TO BE DONE
Recast the material below as a two-column CSV with the headers instruction and boxes, giving one row per item: its text in the first column and its answer in the second. Put each field in double quotes, replace every line break with a space, and leave out the pictures.
════════
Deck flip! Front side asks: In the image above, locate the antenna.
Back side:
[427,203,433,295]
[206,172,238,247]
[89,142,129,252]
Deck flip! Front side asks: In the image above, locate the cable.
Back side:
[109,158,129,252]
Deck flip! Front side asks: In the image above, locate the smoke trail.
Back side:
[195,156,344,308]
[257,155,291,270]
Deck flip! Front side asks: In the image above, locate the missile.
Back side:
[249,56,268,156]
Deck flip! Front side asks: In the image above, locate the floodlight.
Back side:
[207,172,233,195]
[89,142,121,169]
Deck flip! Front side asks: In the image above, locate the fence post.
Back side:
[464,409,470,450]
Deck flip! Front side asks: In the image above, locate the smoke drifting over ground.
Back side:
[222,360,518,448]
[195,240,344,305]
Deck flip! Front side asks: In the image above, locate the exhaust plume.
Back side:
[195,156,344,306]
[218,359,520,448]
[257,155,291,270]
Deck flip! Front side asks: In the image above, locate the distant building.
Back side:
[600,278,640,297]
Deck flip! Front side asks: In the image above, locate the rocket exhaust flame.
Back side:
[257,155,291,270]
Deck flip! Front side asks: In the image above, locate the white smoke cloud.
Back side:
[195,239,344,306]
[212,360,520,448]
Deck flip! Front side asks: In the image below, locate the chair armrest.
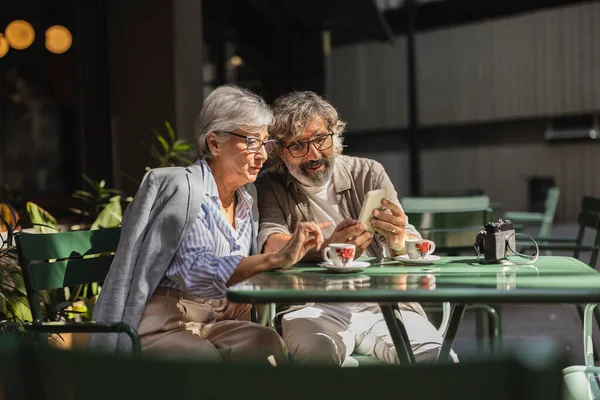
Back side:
[517,236,577,243]
[502,211,544,222]
[23,321,141,355]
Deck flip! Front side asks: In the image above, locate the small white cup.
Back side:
[405,239,435,260]
[321,243,356,267]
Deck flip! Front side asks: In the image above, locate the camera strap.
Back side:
[506,232,540,265]
[473,231,540,265]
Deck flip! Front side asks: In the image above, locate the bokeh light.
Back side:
[46,25,73,54]
[4,19,35,50]
[0,33,10,58]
════════
WRITTEN RESPONSE
instruction,boxes
"Deck flip! Front side asks: In the image above, locate the antenna. Back side:","[427,203,433,295] [206,172,238,247] [89,142,129,252]"
"Deck flip! Front side asks: In the image above, locate the cable. Back side:","[109,158,129,252]"
"Deck flip! Front side asks: In the image above, locate the smoke trail. Back side:","[195,156,344,308] [257,155,291,270]"
"Deck flip! Front side asks: In the image above, locate the missile. Back side:","[249,56,268,156]"
"Deck flip! Front side asks: In the image above, locate the floodlight. Back side:","[207,172,233,195] [89,142,121,169]"
"Deck flip! Front side asks: In the image above, locate the fence post. Back side:","[464,409,470,450]"
"Deck flip! Front side asks: In the image above, locate the smoke drifting over ground. Back side:","[222,360,518,448] [195,240,344,305]"
"Deck flip! Front side asks: In the image above, locate the exhaust plume. Back side:","[195,156,344,306] [218,359,520,448] [257,155,291,270]"
"Deck flip! Front side asks: In the image above, locate the distant building. Back side:","[600,278,640,297]"
"Deck flip! Front side asks: In the image above, locate the rocket exhaust flame. Back side:","[257,155,291,270]"
"Deck flip! Front side asks: In the image above, locate the white smoke cloud. Back side:","[195,239,344,306] [212,360,520,448]"
"Deck flip! Front side asks: In the image below, locate the chair armrest. Back side:","[517,236,577,243] [502,211,544,222] [23,321,141,355]"
"Deck flip! Front side asks: In the image above, locate the small white cup. Back side:","[405,239,435,260] [321,243,356,267]"
"Deck flip! Front side asks: In the image above, locate the camera strap. Back side:","[506,232,540,265] [473,231,540,265]"
"Deck flip! Front side asks: In the image above, locate the bokeh light. Back side:","[46,25,73,54] [4,19,35,50] [0,33,10,58]"